TO DO
Reproduce everything from the row containing "of the black" down to the final row, switching every "keypoint" to "landmark" and leaving all else unchanged.

* START *

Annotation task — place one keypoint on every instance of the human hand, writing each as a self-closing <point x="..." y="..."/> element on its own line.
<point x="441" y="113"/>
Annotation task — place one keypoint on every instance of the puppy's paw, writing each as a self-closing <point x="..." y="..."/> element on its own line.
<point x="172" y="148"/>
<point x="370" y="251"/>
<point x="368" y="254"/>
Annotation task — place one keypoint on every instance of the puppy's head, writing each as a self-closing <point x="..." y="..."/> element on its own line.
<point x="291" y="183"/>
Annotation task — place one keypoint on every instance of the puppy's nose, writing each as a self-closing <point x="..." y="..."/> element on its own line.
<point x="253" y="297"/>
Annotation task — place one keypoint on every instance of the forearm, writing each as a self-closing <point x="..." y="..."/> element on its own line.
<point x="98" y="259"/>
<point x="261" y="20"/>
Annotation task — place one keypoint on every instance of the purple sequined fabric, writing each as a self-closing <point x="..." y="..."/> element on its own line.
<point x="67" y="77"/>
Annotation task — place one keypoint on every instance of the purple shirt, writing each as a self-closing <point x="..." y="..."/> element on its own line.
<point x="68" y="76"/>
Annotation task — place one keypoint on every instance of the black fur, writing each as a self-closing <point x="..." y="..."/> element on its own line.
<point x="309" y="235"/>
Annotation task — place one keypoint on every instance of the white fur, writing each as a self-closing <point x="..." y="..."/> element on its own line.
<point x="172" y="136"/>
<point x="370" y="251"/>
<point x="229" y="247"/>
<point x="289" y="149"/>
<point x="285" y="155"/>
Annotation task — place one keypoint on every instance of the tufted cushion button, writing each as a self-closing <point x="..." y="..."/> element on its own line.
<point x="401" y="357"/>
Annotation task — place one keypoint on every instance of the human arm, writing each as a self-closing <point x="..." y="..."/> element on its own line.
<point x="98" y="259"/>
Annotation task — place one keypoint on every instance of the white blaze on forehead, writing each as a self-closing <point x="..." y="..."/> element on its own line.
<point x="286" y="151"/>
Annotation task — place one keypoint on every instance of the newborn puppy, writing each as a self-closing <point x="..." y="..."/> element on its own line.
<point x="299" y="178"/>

* END *

RESULT OF THE TASK
Annotation task — place one landmark on every instance of the black fur, writing each as a self-closing <point x="..." y="..."/> element on its own line.
<point x="309" y="235"/>
Annotation task — place one landmark on every instance of the white fur, writing each as a self-closing <point x="..." y="..."/> element on its own line.
<point x="172" y="136"/>
<point x="370" y="251"/>
<point x="229" y="247"/>
<point x="289" y="149"/>
<point x="285" y="155"/>
Annotation task — place one landmark on every instance of the tufted cushion button, writing each as a self-closing <point x="..." y="..."/> element on its own line.
<point x="401" y="357"/>
Annotation task — place one landmark on every instance of the human arm, writing each as a self-closing <point x="..." y="..."/> element on its own line.
<point x="98" y="259"/>
Annotation task — place one landmark on every instance of the white blaze on forehead, writing each as a self-closing <point x="..." y="..."/> element on its own line.
<point x="286" y="151"/>
Annotation task — place one landmark on every instance of the newborn puppy, writing each as a self-closing <point x="..." y="..."/> element on its own line.
<point x="299" y="178"/>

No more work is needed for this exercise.